+++ Records for the task +++

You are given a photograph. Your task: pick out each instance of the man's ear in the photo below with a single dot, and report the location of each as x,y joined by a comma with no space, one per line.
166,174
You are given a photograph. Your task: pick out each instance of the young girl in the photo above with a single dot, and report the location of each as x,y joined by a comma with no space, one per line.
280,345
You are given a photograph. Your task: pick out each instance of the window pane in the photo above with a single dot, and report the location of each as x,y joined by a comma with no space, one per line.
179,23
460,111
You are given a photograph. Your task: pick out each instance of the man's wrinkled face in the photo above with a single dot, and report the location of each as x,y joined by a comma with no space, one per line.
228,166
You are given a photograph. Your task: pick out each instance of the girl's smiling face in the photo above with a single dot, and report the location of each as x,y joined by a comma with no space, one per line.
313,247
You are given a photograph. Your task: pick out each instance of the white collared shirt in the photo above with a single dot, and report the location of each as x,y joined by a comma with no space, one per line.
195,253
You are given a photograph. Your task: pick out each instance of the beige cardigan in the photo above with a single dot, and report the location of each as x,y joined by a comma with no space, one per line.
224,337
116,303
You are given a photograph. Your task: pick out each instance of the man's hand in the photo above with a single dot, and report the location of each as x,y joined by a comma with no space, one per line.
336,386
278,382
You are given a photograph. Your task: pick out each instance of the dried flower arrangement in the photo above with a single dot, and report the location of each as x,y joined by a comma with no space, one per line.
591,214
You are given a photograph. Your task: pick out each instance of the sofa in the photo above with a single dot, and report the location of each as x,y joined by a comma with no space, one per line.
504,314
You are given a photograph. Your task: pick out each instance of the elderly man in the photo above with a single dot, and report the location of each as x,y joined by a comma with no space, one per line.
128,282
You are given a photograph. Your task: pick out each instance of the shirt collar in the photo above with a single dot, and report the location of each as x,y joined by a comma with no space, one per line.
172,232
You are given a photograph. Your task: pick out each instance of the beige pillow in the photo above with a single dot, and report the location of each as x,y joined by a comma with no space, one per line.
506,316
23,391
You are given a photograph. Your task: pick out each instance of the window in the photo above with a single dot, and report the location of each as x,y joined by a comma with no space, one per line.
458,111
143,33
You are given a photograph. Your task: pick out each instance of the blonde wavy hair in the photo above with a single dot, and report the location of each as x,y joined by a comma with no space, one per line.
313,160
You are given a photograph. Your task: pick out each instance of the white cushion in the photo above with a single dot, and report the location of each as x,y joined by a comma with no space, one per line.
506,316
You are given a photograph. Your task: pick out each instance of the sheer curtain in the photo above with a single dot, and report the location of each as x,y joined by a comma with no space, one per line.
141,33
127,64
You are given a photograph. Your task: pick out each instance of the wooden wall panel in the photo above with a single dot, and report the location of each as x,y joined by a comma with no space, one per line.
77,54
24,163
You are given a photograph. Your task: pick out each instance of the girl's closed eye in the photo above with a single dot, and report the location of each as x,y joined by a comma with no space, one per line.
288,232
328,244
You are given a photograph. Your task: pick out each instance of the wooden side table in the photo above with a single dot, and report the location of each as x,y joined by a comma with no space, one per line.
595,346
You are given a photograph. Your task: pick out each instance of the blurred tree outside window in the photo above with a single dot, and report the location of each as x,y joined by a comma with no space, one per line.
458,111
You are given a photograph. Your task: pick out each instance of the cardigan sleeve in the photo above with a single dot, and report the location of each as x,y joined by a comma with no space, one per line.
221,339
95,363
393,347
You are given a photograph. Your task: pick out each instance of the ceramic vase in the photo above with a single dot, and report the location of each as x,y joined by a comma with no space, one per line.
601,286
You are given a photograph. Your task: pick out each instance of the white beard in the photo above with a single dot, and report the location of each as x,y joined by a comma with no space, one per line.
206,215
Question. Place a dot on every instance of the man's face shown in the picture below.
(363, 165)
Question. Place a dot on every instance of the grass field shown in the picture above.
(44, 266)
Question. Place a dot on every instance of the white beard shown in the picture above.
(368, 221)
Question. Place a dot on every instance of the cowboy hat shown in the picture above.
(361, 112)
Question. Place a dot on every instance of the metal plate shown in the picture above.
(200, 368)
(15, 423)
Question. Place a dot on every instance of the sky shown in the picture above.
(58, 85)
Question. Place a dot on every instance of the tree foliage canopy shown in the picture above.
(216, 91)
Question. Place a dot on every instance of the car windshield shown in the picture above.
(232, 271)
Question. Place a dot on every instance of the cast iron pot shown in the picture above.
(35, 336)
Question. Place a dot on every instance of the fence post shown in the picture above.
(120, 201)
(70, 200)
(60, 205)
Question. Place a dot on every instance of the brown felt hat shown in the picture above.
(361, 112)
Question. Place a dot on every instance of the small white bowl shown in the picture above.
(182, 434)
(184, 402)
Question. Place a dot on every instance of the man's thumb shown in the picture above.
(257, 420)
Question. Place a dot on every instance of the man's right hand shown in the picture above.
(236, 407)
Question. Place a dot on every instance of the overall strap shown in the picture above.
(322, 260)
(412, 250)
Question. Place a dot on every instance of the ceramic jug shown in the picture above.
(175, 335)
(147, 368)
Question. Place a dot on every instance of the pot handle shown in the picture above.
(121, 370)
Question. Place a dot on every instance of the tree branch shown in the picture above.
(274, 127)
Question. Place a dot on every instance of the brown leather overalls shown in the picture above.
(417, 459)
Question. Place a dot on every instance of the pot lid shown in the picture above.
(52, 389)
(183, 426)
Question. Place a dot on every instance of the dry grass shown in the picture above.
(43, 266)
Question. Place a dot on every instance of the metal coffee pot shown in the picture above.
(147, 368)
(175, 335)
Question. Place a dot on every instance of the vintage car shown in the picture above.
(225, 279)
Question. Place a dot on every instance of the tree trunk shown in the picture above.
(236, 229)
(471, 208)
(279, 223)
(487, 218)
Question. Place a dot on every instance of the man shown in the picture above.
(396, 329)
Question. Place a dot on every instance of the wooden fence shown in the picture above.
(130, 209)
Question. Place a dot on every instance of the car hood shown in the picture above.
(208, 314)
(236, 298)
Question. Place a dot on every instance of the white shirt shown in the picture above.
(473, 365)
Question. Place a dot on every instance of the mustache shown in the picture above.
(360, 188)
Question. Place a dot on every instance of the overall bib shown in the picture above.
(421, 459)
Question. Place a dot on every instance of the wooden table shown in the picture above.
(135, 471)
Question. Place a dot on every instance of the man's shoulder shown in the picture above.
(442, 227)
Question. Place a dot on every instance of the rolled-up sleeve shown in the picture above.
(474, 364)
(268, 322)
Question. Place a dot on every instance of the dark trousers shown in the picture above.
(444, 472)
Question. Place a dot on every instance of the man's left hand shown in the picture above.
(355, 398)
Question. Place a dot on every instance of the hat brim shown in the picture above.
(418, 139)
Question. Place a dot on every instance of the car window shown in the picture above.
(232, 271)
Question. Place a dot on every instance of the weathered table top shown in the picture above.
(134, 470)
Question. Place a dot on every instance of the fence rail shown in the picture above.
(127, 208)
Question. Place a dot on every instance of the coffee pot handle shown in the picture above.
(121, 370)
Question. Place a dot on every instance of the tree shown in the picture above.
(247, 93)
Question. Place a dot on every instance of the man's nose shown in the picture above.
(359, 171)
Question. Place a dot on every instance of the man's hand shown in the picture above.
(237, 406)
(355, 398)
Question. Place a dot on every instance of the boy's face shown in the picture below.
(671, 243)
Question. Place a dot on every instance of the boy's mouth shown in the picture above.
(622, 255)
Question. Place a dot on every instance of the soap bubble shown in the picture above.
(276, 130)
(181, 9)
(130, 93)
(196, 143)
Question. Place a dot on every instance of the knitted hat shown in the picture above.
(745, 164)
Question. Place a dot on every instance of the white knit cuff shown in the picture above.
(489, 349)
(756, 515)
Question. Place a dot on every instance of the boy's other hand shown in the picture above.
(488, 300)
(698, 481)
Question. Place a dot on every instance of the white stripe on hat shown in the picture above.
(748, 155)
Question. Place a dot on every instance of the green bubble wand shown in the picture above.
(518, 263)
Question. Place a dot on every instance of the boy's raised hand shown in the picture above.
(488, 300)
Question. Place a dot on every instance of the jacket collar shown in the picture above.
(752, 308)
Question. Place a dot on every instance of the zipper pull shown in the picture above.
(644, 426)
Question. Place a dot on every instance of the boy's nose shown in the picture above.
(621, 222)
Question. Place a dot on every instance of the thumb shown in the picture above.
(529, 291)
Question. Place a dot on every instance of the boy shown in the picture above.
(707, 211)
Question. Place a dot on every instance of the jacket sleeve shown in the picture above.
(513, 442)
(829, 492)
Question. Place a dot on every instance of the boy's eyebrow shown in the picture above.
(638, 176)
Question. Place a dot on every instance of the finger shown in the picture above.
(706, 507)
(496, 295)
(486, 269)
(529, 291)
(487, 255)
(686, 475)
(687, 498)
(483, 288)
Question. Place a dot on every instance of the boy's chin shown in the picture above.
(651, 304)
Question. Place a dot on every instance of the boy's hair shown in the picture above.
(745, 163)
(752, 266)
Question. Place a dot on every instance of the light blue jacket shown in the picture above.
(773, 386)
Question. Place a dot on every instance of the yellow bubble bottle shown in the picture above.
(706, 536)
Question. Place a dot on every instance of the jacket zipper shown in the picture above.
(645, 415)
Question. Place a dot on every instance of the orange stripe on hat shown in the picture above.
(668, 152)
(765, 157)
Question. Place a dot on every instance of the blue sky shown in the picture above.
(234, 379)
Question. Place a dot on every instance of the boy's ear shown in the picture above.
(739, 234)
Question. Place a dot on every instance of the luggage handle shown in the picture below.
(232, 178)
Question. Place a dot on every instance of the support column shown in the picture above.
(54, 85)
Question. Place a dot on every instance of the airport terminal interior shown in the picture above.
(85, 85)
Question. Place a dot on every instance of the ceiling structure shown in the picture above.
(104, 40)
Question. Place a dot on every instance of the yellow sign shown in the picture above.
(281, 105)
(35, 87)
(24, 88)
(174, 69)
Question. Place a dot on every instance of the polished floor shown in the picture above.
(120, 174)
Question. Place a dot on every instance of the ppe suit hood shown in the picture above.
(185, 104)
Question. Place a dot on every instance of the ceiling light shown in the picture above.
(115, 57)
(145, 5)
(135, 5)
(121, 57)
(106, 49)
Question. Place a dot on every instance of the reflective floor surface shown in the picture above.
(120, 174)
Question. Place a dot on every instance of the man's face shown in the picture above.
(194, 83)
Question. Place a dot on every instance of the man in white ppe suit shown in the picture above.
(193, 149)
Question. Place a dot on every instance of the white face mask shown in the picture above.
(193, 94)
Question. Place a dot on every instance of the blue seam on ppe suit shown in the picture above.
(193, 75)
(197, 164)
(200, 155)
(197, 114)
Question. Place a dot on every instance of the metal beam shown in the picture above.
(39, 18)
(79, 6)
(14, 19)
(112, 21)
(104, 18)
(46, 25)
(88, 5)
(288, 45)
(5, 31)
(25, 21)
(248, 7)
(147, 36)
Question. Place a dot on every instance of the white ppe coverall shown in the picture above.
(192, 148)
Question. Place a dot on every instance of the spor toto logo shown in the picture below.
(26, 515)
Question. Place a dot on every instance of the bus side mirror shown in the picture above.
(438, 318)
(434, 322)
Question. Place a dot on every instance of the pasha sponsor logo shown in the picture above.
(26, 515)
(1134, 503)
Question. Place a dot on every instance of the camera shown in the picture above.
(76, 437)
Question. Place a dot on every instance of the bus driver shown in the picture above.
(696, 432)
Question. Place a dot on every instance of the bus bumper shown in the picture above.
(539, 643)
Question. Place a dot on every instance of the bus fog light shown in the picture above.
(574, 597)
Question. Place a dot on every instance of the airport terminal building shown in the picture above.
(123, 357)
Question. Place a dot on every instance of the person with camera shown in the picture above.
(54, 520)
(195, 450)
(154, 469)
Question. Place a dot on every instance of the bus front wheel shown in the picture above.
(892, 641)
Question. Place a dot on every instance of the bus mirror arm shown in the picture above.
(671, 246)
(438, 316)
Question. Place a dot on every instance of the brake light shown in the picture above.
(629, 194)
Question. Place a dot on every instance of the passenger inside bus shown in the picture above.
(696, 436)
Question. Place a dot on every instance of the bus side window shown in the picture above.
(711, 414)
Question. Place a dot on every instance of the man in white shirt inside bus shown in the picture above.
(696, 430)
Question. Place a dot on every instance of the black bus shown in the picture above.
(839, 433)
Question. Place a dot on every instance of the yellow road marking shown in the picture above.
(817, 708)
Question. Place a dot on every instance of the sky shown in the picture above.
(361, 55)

+++

Objective |
Through the last line of the entries above, beginning at the line containing "mirror shown in the picture above.", transcribe each line exactly, both ends included and nothing more.

Task result |
Question. Place a dot on every instance of the bus side mirror shown in the picture above.
(438, 318)
(434, 322)
Question. Place a dot on every instance of the pasha sponsor logo shown in the picture above.
(26, 515)
(1134, 503)
Question. Place a dot on every instance of the camera shown in the picture above.
(76, 437)
Question. Place a dot on every instance of the bus driver shown in the picture above.
(696, 432)
Question. Place a dot on every instance of the bus bumper shown in the picture above.
(539, 643)
Question. Place a dot on every instance of the bus fog light shown in the picture above.
(574, 597)
Question. Place a dot on every instance of the airport terminal building shown in the picture above.
(123, 357)
Question. Place a dot on every instance of the person with camera shown in the picture above.
(54, 520)
(195, 450)
(154, 469)
Question. Place a dot on every instance of the bus front wheel shown in the picture above.
(892, 641)
Question. Place a dot on every instance of the bus mirror arm shown in the picture above.
(671, 246)
(438, 316)
Question. Place a dot on every instance of the brake light shown in the picture above.
(629, 194)
Question. Place a dot on every instance of the passenger inside bus shown in the picture above.
(696, 436)
Question. Place a dot on every instance of the bus side window shown in the picture above.
(711, 414)
Question. Place a dot on every instance of the man in white shirt inside bus shown in the picture above.
(696, 430)
Question. Place a dot on every instance of the black bus shown in the picture above.
(839, 433)
Question. Place a dot on every instance of the yellow road marking shown in the picture above.
(817, 708)
Question. Place a dot on every instance of the sky shown in the picture above.
(361, 55)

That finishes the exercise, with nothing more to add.